(Beginning of Passage)
As The Tri Polar World Turns: Kabuki Time
850 words – a 3 minute read
EXECUTIVE SUMMARY
Record breaking real rate move has led to breakage across assets, especially in US growth stocks. We believe we are close to the end of this correction based on sentiment, positioning, speed, history and the lack of credit contagion or growth concerns.
The Fed, like us, doesn’t believe 2022 is like 2018 which brings both good and bad tidings for investors. The bad? A Fed put strike price is well below current levels. The good? High nominal growth, negative real rates and slowing but not slow growth means equities should stay afloat as growth reprices. Fed drama a lot like Japanese Kabuki theatre of old complete with rowdy audiences, read, markets.
The real questions are two fold: have we just seen the beginning of the end of Big Cap Tech /Growth stock dominance and if so the end of US equity leadership? IF so and we think the answers to both questions are yes – then portfolio strategy and asset allocation are going to look quite different.
CLIMATE
2022 will be the year of the EV. It may also be the year when multiple time frames line up: public market appetite post selloff, legislative timetable given US need to fund climate, EU Next Gen and Japanese/Chinese decarbonization focus.
ECONOMICS
Growth – how much? Inflation – how high? These are the operative questions. Global growth, while slowing from stimulated 2021 levels, is far from slow. US – EU growth to be roughly 3.5-4% vs pre Covid 2.3% av ( in US). Japan to have best growth in a decade; China is easing to support its growth outlook.
Inflation – a worry in Europe and the US, not so much in Japan and China. EU inflation looks to have peaked in December, recent US ECI data suggest fears of a wage price spiral will be unfounded. US inflation should peak in coming months and decline sharply into YE. One year forward inflation swaps suggest 3.7% inflation at YE.
What about 2023-2025? Will we head back to pre Covid slow growth as markets forecast or is there a chance at a brighter future a la 2H of the 1990s driven by a cap ex boom, productivity surge that is augmented by global spending on climate mitigation – we take the over.
POLITICS
China 2022 glide path, lots of action in Europe and US mid terms suggest a busy year. Asia just launched its Regional Comprehensive Economic Partnership (RCEP) driving further Asian integration in our Tri Polar world.
(End of Passage)
Explore the material:
1) Please reproduce the part of the market outlook that begins at the words "The real questions" and ends after the words "look quite different.".
2) In the market outlook, what year-end inflation rate do one year forward inflation swaps suggest?
(Beginning of Material shown)
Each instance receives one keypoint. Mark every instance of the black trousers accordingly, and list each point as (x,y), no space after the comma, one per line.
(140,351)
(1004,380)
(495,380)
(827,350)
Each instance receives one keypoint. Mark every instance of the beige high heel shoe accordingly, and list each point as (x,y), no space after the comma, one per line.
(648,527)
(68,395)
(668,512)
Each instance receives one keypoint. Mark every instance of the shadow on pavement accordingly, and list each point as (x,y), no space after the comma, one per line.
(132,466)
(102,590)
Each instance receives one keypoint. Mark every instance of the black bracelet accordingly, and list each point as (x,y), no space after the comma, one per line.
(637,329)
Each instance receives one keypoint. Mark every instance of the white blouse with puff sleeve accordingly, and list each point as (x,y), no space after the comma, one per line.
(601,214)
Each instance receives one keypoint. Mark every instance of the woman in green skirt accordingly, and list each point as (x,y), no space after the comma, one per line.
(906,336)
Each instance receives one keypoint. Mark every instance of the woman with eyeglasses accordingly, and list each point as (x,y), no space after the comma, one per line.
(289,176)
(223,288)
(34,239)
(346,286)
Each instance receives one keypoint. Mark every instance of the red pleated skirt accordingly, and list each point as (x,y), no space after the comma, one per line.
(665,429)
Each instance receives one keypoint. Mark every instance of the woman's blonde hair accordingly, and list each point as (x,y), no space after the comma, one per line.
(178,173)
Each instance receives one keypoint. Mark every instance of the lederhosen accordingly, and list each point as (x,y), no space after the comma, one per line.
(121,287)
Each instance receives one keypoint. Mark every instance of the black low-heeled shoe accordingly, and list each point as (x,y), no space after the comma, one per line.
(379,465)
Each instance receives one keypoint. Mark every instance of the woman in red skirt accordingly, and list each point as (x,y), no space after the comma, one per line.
(End of Material shown)
List of solutions:
1)
The real questions are two fold: have we just seen the beginning of the end of Big Cap Tech /Growth stock dominance and if so the end of US equity leadership? IF so and we think the answers to both questions are yes – then portfolio strategy and asset allocation are going to look quite different.

2) 3.7%